Page excerpt Block Start

1. A device for coating a component (1) or a semi-finished product with a chromium layer, having an undivided deposition cell (3) in which an anode (2) is located and which is suitable for receiving a cathodically connected component (1) or semi-finished product, wherein an electrolyte solution containing chromium(II) is located in the deposition cell,

wherein:

the device includes an electrolysis cell (7) which is divided by a membrane (10) arranged in the electrolysis cell (7) into a cathode chamber, in which a cathode (8) is located, and an anode chamber in which an anode (9) is located,

the membrane (10) is an anion exchange membrane and

the cathode chamber being connected to the deposition cell (3) via a line and a pump (5) disposed in the line, wherein the pump (5) is capable of pumping liquid from the cathode chamber into the deposition cell (3) and/or liquid from the deposition cell (3) into the cathode chamber.

2. The device of claim 1, wherein a liquid containing chromium(III) is present in the cathode chamber.

3. The device according to claim 1, wherein a reference electrode (11) is provided in the cathode chamber or is connected to the electrolyte solution in the cathode chamber via an electrolyte bridge.

4. The device according to claim 1, wherein the cathode chamber is connected to the deposition cell (3) via an additional return line (6).

5. The device according to claim 1, wherein a current source (4) in the form of a rectifier or a pulse current source or a pulse reverse current source is provided.

6. A method for coating a component (1) or a semi-finished product with a chromium layer using the device according to claim 1, wherein,

the component (1) or semi-finished product to be coated is immersed in the chromium(II)-containing electrolyte solution present in the deposition cell (3),

the component (1) or semi-finished product to be coated is connected cathodically and the anode (2) is connected anodically,

chromium deposition takes place in the deposition cell (3) from the liquid on the cathodically connected component (1) or semi-finished product,

the liquid present in the deposition cell (3) is pumped via the line into the cathode chamber of the electrolysis cell (7), or the liquid present in the cathode chamber is pumped via the line into the deposition cell (3).

7. The method of claim 6, wherein the potential of a cathode located in the cathode chamber is set in the cathode chamber with the aid of a reference electrode (11) located in the cathode chamber.

8. The method of claim 6, wherein chromium(III) ions are reduced to chromium(II) ions at the cathode (8) and thus consumed chromium(II) ions are replenished.

9. The method of claim 6, wherein coating is carried out with direct current or coating is carried out with pulsed current or intermittent or pulsed reverse current.

10. A method of use of a device for coating a component (1) or a semi-finished product with a chromium layer, wherein the device comprises:

an undivided deposition cell (3) in which an anode (2) is located and which is suitable for receiving a cathodically connected component (1) or semi-finished product, wherein an electrolyte solution containing chromium(II) is located in the deposition cell,

an electrolysis cell (7) which is divided by a membrane (10) arranged in the electrolysis cell (7) into a cathode chamber, in which a cathode (8) is located, and an anode chamber in which an anode (9) is located,

wherein the membrane (10) is a cation exchange membrane or a diaphragm and wherein the cathode chamber being connected to the deposition cell (3) via a line and a pump (5) disposed in the line, wherein the pump (5) is capable of pumping liquid from the cathode chamber into the deposition cell (3) and/or liquid from the deposition cell (3) into the cathode chamber.

Page excerpt Block End
Data listing Block Start

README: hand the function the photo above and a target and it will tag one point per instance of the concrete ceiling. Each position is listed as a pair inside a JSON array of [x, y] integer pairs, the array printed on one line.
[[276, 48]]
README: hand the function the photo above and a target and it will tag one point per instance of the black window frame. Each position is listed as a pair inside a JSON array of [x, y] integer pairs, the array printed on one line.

Data listing Block End
Data listing Block Start

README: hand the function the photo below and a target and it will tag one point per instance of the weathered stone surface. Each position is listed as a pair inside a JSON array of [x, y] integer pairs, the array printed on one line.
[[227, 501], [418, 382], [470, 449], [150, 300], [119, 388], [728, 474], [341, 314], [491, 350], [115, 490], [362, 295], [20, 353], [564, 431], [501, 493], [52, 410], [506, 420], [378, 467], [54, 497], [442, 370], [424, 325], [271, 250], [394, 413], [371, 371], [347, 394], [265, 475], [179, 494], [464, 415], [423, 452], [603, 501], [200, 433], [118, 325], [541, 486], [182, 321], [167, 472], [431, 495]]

Data listing Block End

Set down, word for word, the part of the chromium-coating claims that begins at the words "the membrane (10) is an" and stops after the words "an electrolyte bridge.".

the membrane (10) is an anion exchange membrane and

the cathode chamber being connected to the deposition cell (3) via a line and a pump (5) disposed in the line, wherein the pump (5) is capable of pumping liquid from the cathode chamber into the deposition cell (3) and/or liquid from the deposition cell (3) into the cathode chamber.

2. The device of claim 1, wherein a liquid containing chromium(III) is present in the cathode chamber.

3. The device according to claim 1, wherein a reference electrode (11) is provided in the cathode chamber or is connected to the electrolyte solution in the cathode chamber via an electrolyte bridge.